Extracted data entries
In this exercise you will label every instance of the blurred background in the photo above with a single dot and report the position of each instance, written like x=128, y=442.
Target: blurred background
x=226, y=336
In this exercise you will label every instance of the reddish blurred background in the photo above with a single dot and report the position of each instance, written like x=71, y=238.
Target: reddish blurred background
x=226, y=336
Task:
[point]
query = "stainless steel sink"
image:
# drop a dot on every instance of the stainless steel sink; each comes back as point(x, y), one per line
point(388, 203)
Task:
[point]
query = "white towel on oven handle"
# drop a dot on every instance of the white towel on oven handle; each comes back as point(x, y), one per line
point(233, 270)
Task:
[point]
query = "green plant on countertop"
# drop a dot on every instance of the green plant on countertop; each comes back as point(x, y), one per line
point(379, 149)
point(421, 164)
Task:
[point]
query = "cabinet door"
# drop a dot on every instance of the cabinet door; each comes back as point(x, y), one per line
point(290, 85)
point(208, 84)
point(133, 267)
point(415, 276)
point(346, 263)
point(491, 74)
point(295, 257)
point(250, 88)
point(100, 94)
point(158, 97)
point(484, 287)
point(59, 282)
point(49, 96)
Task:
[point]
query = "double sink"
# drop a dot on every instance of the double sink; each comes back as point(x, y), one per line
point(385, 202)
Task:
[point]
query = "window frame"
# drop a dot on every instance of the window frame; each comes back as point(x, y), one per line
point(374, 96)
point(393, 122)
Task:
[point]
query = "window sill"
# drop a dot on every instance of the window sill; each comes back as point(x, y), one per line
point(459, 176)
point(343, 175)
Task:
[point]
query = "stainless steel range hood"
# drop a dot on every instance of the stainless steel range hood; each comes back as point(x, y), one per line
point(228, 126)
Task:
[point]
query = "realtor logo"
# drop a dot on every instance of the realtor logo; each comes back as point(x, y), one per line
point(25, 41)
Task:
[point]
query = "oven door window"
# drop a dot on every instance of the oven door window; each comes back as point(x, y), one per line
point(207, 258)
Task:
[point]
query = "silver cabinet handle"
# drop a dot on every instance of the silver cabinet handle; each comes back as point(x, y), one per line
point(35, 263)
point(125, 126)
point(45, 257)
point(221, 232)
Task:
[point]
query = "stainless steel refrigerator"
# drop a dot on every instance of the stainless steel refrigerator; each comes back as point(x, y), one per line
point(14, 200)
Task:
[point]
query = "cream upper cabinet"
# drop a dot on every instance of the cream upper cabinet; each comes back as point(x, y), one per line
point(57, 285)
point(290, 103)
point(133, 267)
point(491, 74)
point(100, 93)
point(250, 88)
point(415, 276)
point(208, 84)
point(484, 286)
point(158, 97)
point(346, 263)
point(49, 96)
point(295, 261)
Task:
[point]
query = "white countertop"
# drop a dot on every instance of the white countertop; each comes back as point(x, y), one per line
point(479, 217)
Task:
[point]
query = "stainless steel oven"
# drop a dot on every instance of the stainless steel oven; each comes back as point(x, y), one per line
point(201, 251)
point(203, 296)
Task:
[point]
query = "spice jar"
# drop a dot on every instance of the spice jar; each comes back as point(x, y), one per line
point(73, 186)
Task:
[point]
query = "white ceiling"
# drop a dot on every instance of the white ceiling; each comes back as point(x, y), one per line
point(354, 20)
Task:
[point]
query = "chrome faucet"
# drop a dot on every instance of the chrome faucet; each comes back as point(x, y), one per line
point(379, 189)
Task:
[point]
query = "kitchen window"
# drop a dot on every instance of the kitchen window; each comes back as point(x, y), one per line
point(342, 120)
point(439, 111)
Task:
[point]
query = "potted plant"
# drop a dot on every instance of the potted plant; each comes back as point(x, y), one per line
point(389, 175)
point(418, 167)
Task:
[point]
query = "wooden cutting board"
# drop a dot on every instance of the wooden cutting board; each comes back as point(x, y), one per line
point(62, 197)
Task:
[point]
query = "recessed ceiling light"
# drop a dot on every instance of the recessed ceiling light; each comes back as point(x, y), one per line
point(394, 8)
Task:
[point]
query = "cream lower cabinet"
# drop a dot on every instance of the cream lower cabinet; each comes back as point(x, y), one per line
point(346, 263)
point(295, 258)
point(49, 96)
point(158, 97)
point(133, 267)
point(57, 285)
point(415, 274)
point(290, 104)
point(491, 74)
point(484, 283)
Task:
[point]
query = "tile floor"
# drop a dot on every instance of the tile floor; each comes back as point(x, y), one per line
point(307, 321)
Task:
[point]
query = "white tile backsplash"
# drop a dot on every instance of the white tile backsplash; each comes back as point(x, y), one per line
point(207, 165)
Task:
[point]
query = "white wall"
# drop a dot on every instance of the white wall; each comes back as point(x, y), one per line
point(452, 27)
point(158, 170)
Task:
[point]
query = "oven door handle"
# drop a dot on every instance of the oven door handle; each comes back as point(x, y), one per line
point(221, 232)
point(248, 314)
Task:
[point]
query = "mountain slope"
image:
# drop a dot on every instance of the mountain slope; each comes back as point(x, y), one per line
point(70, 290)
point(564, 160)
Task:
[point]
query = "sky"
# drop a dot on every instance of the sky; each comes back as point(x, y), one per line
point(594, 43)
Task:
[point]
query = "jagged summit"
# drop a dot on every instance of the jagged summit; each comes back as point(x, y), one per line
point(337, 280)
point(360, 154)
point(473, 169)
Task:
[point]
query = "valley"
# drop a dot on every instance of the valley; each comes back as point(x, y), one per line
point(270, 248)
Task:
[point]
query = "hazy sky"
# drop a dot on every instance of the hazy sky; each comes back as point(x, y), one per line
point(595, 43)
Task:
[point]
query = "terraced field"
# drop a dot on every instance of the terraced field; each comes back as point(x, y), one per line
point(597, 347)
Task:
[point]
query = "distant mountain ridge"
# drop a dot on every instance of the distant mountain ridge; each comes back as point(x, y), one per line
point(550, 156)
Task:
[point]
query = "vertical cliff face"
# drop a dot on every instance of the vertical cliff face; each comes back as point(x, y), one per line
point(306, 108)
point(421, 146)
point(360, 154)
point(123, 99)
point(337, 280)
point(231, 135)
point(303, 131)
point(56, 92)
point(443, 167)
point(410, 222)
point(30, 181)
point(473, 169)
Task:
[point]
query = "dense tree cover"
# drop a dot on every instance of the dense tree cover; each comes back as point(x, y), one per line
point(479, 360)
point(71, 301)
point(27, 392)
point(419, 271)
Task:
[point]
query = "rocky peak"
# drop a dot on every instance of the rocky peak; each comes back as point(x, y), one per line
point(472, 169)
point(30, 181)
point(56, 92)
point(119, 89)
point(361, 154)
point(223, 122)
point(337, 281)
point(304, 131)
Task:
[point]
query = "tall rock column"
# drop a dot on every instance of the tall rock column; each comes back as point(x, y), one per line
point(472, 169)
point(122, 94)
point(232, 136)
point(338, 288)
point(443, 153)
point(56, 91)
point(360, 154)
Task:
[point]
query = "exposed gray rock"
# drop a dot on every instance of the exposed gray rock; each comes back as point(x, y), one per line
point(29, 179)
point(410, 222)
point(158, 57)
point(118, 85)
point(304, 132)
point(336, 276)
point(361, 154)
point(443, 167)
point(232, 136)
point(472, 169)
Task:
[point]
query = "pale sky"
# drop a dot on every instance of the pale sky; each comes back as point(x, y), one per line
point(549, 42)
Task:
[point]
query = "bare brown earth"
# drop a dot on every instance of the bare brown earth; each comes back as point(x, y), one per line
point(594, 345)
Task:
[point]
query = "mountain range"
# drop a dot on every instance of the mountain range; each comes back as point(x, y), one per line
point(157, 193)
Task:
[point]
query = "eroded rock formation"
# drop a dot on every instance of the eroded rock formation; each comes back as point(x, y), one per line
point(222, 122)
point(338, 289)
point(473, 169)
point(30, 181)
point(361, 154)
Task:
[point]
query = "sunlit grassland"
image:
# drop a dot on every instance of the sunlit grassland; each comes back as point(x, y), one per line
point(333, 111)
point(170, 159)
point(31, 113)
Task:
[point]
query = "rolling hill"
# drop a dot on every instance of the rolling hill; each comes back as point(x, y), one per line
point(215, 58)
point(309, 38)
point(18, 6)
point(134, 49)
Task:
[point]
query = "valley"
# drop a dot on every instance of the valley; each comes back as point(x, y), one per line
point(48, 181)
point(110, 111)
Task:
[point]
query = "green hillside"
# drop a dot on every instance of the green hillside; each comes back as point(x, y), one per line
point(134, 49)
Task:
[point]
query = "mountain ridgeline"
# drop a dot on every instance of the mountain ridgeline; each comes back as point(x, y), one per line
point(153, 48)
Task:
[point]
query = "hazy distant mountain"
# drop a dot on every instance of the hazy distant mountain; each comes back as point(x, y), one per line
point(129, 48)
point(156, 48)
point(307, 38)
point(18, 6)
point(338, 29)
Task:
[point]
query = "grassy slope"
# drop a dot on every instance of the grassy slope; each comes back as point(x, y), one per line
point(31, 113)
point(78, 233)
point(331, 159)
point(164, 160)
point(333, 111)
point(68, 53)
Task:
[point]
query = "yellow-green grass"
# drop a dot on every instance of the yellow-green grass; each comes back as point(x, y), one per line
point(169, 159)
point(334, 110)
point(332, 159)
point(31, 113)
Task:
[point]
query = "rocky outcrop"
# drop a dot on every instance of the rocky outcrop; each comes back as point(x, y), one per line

» Task brief
Copy out the data verbatim, from the very first line through the line containing "point(388, 203)", with both ends included.

» Solved exercise
In this exercise you will label every instance of the blurred background in the photo above with a single dot and report the position of each instance, written like x=128, y=442.
Target: blurred background
x=226, y=336
In this exercise you will label every instance of the reddish blurred background in the photo above with a single dot and report the position of each instance, written like x=71, y=238.
Target: reddish blurred background
x=226, y=336
Task:
[point]
query = "stainless steel sink"
image:
# drop a dot on every instance of the stainless steel sink; each comes back as point(x, y), one per line
point(388, 203)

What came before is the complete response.